--- Problem to solve ---
Render every line of the records below as a Markdown table with the columns "Row" and "Line," numbering each line in order and omitting blank lines.

--- Input rows ---
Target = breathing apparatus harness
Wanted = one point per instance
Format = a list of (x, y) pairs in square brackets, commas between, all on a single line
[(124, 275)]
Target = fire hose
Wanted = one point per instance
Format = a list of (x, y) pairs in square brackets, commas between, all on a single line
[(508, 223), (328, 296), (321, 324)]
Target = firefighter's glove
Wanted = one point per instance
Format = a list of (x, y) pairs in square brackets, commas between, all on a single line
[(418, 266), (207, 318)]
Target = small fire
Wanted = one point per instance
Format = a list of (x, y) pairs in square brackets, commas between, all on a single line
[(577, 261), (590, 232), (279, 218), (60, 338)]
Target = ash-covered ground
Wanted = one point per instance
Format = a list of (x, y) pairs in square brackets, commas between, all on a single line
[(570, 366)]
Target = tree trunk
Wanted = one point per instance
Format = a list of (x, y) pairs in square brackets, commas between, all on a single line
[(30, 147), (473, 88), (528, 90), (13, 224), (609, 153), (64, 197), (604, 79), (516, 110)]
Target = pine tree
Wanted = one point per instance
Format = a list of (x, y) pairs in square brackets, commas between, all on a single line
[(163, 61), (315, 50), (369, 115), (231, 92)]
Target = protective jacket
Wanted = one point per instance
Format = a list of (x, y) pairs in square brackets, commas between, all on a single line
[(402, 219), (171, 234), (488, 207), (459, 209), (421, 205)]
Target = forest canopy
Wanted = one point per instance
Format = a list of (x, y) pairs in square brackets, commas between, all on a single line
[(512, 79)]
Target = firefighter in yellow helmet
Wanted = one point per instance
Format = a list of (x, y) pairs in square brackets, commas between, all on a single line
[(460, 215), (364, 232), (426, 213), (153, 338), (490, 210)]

--- Answer for this exercise ---
| Row | Line |
|---|---|
| 1 | Target = breathing apparatus harness |
| 2 | Wanted = one point per instance |
| 3 | Format = a list of (x, y) pairs in square brackets, commas between, all on a single line |
| 4 | [(124, 275)] |
| 5 | Target = fire hose |
| 6 | Wanted = one point per instance |
| 7 | Format = a list of (x, y) pairs in square brackets, commas between, all on a single line |
| 8 | [(508, 223), (328, 296), (321, 324)] |
| 9 | Target = firefighter's glove |
| 10 | Wanted = one point per instance |
| 11 | Format = a list of (x, y) pairs in square brackets, commas between, all on a single line |
| 12 | [(418, 266), (207, 318)] |
| 13 | Target = small fire |
| 14 | Wanted = one point per instance |
| 15 | Format = a list of (x, y) pairs in square brackets, commas between, all on a single line |
| 16 | [(577, 261), (590, 232), (279, 218), (60, 338)] |
| 17 | Target = ash-covered ground |
| 18 | Wanted = one point per instance |
| 19 | Format = a list of (x, y) pairs in square brackets, commas between, all on a single line |
| 20 | [(570, 366)] |
| 21 | Target = tree trunk |
| 22 | Wanted = one point per instance |
| 23 | Format = a list of (x, y) pairs in square brackets, commas between, all on a single line |
| 24 | [(30, 147), (473, 88), (528, 90), (13, 224), (609, 153), (64, 197), (604, 79), (516, 110)] |
| 25 | Target = pine tree |
| 26 | Wanted = one point per instance |
| 27 | Format = a list of (x, y) pairs in square brackets, commas between, all on a single line |
| 28 | [(163, 61), (315, 50), (369, 115), (231, 92)] |
| 29 | Target = protective jacket |
| 30 | Wanted = one point per instance |
| 31 | Format = a list of (x, y) pairs in square brackets, commas between, all on a single line |
| 32 | [(402, 219), (171, 234), (488, 207), (459, 209), (421, 205)] |
| 33 | Target = forest canopy |
| 34 | Wanted = one point per instance |
| 35 | Format = a list of (x, y) pairs in square brackets, commas between, all on a single line |
| 36 | [(512, 79)] |
| 37 | Target = firefighter in yellow helmet |
| 38 | Wanted = one point per instance |
| 39 | Format = a list of (x, y) pairs in square brackets, commas between, all on a single line |
| 40 | [(460, 215), (364, 232), (426, 213), (153, 338), (490, 210)] |